## Task to complete
Copy the items again, starting at the line that has "Query: tropical shrub" and continuing through the last line of the items, both ends included. Keep every line as it is, but offset each point coordinate by adding 43 to both numbers.

## Stored records
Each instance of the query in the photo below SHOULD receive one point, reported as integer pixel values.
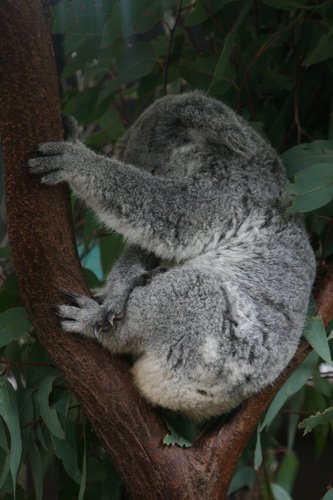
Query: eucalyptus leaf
(66, 451)
(316, 335)
(258, 450)
(328, 495)
(320, 418)
(14, 323)
(323, 51)
(36, 468)
(84, 465)
(307, 155)
(228, 46)
(9, 413)
(245, 477)
(279, 493)
(287, 471)
(293, 384)
(312, 188)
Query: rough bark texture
(43, 249)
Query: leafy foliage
(272, 62)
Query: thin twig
(24, 363)
(172, 33)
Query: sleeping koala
(197, 194)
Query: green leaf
(36, 468)
(83, 105)
(245, 477)
(290, 387)
(66, 451)
(319, 418)
(312, 187)
(84, 465)
(279, 493)
(48, 414)
(323, 51)
(9, 412)
(14, 323)
(4, 461)
(288, 471)
(129, 17)
(316, 335)
(258, 450)
(307, 155)
(229, 42)
(204, 10)
(136, 62)
(3, 437)
(328, 495)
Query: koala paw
(55, 162)
(84, 315)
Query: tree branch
(44, 253)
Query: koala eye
(177, 123)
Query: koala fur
(227, 273)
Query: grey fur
(194, 189)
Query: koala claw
(83, 315)
(112, 316)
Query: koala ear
(210, 120)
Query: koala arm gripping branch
(173, 217)
(133, 268)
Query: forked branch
(43, 249)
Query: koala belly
(180, 319)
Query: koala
(210, 296)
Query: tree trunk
(46, 262)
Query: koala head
(177, 127)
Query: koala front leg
(133, 268)
(84, 315)
(176, 218)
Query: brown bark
(43, 249)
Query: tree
(43, 249)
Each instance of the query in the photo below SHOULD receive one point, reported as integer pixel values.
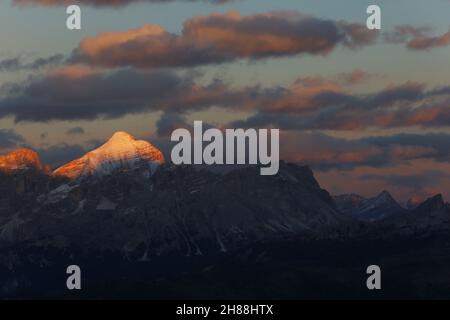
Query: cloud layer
(103, 3)
(219, 38)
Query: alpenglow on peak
(121, 152)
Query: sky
(367, 110)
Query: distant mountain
(121, 152)
(433, 215)
(20, 159)
(142, 228)
(414, 202)
(173, 209)
(379, 207)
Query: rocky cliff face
(20, 159)
(177, 210)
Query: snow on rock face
(122, 151)
(20, 159)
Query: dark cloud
(9, 140)
(170, 122)
(79, 94)
(20, 64)
(104, 3)
(402, 106)
(219, 38)
(324, 152)
(60, 154)
(417, 38)
(75, 92)
(75, 131)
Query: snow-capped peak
(20, 159)
(121, 151)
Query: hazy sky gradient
(34, 32)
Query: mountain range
(123, 200)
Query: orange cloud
(219, 38)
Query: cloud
(416, 38)
(80, 93)
(170, 122)
(18, 63)
(103, 3)
(59, 154)
(219, 38)
(324, 152)
(9, 139)
(406, 105)
(75, 131)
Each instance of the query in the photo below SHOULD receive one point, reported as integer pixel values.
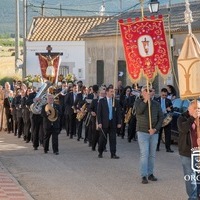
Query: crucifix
(48, 59)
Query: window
(100, 72)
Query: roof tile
(62, 28)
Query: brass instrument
(128, 116)
(80, 115)
(51, 112)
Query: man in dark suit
(109, 119)
(79, 105)
(70, 112)
(167, 107)
(51, 125)
(36, 121)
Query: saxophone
(80, 115)
(128, 116)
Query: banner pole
(149, 105)
(115, 70)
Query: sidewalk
(10, 188)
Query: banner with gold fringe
(145, 47)
(49, 67)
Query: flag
(145, 47)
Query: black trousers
(111, 131)
(9, 119)
(167, 131)
(132, 128)
(94, 133)
(47, 134)
(36, 122)
(72, 124)
(79, 128)
(20, 125)
(67, 125)
(27, 127)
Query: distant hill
(70, 7)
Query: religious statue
(50, 70)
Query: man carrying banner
(147, 135)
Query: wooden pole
(149, 106)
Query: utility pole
(24, 37)
(42, 8)
(60, 10)
(17, 35)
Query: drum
(167, 120)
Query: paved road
(77, 173)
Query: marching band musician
(93, 110)
(167, 107)
(109, 119)
(80, 107)
(51, 125)
(62, 91)
(70, 112)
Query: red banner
(145, 47)
(49, 67)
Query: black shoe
(114, 157)
(100, 156)
(144, 180)
(169, 150)
(152, 178)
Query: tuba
(53, 116)
(36, 107)
(80, 115)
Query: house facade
(62, 34)
(105, 60)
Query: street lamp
(154, 6)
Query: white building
(62, 33)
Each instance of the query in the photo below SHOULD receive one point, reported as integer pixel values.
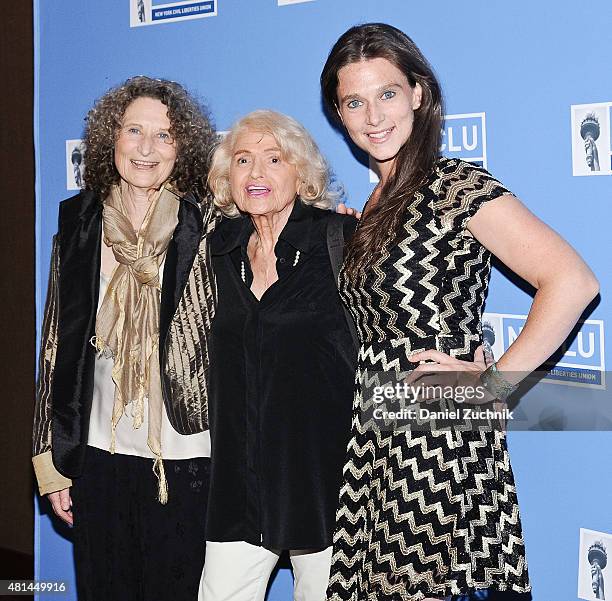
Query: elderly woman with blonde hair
(284, 357)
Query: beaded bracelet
(496, 384)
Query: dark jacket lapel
(80, 230)
(180, 255)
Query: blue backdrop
(517, 77)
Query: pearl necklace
(243, 268)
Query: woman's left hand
(441, 362)
(344, 210)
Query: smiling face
(262, 182)
(376, 104)
(145, 152)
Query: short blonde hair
(297, 147)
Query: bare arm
(565, 285)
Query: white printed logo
(154, 12)
(582, 363)
(287, 2)
(463, 137)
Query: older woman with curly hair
(282, 374)
(121, 443)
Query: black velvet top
(281, 381)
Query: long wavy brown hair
(190, 126)
(416, 159)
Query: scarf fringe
(160, 473)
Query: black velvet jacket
(281, 389)
(66, 377)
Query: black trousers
(129, 547)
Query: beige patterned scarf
(127, 325)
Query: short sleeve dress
(434, 513)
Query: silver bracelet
(496, 384)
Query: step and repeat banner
(528, 96)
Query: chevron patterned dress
(430, 513)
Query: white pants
(239, 571)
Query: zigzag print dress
(430, 513)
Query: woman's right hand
(62, 505)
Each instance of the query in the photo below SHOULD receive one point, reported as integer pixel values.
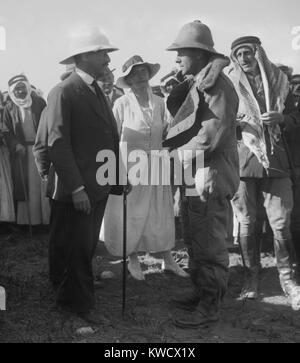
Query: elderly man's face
(20, 91)
(246, 59)
(170, 85)
(97, 63)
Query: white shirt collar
(87, 78)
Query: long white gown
(150, 216)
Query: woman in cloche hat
(141, 118)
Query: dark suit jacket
(78, 127)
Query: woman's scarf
(276, 88)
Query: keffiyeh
(276, 88)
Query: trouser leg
(245, 204)
(209, 256)
(57, 241)
(295, 221)
(77, 287)
(278, 202)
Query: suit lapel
(88, 95)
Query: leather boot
(187, 301)
(250, 258)
(296, 244)
(283, 253)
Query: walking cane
(26, 198)
(124, 250)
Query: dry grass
(32, 315)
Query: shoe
(175, 268)
(98, 284)
(250, 287)
(187, 302)
(292, 291)
(195, 320)
(94, 318)
(136, 271)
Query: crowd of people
(240, 113)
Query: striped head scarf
(276, 88)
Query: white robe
(150, 216)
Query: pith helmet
(87, 39)
(194, 35)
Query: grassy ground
(31, 314)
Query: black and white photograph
(150, 174)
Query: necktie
(101, 98)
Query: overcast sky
(37, 31)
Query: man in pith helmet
(204, 108)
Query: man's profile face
(246, 59)
(20, 91)
(188, 61)
(98, 63)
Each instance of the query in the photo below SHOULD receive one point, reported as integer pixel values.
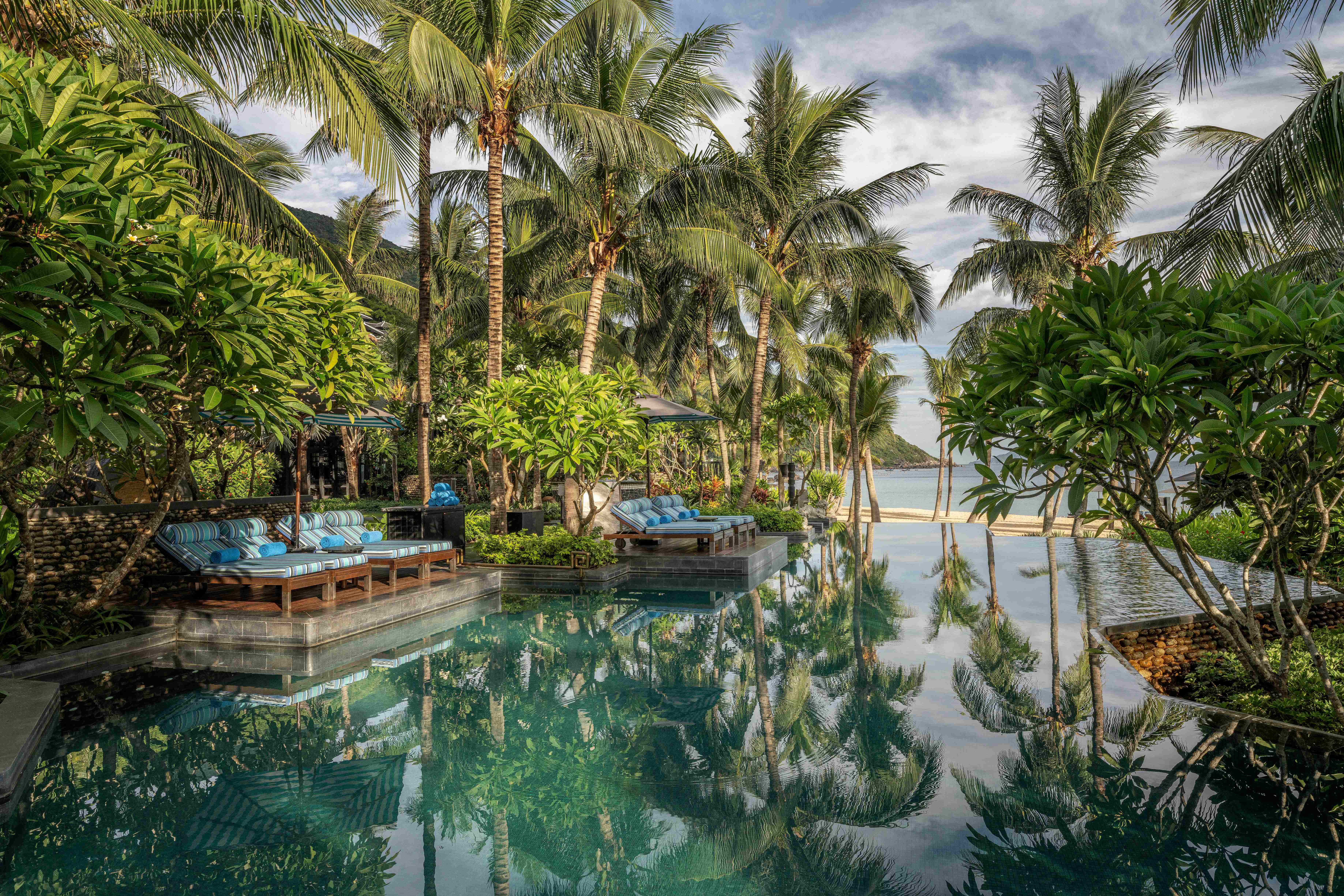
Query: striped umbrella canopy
(269, 808)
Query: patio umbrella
(268, 808)
(656, 409)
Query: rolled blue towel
(225, 555)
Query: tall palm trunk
(757, 390)
(874, 511)
(601, 268)
(423, 386)
(943, 467)
(948, 508)
(714, 394)
(855, 461)
(495, 285)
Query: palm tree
(1277, 206)
(792, 217)
(1089, 172)
(943, 377)
(292, 54)
(497, 68)
(864, 314)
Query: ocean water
(920, 488)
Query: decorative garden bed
(1166, 651)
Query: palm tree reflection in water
(707, 743)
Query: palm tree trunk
(874, 511)
(495, 324)
(943, 465)
(714, 394)
(757, 394)
(595, 315)
(349, 444)
(948, 510)
(855, 460)
(423, 386)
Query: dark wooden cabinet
(420, 522)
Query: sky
(956, 85)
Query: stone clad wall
(1165, 655)
(77, 546)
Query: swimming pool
(917, 710)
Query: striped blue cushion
(189, 533)
(311, 537)
(334, 519)
(343, 561)
(267, 568)
(243, 529)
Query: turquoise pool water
(936, 723)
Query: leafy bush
(478, 526)
(769, 518)
(550, 549)
(1222, 680)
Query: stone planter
(1163, 651)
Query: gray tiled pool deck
(239, 624)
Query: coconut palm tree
(792, 217)
(943, 378)
(1089, 174)
(1277, 207)
(864, 314)
(497, 69)
(187, 56)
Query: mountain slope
(894, 453)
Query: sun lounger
(642, 521)
(674, 504)
(390, 555)
(192, 545)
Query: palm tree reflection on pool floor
(904, 711)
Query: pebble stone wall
(1166, 655)
(77, 546)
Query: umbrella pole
(300, 455)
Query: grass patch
(1221, 679)
(1225, 537)
(769, 518)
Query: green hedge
(769, 518)
(1222, 680)
(550, 549)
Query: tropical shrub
(1123, 373)
(550, 549)
(826, 490)
(126, 320)
(581, 426)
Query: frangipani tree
(1131, 371)
(587, 428)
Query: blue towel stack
(443, 496)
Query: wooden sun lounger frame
(287, 585)
(738, 529)
(712, 538)
(418, 561)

## Task solution
Query: tropical shrub
(1166, 416)
(593, 592)
(869, 533)
(169, 363)
(624, 469)
Query: frangipani tree
(1174, 414)
(630, 471)
Query: blue towel stack
(486, 539)
Query: wooden sun lounger frame
(330, 628)
(781, 572)
(755, 581)
(461, 604)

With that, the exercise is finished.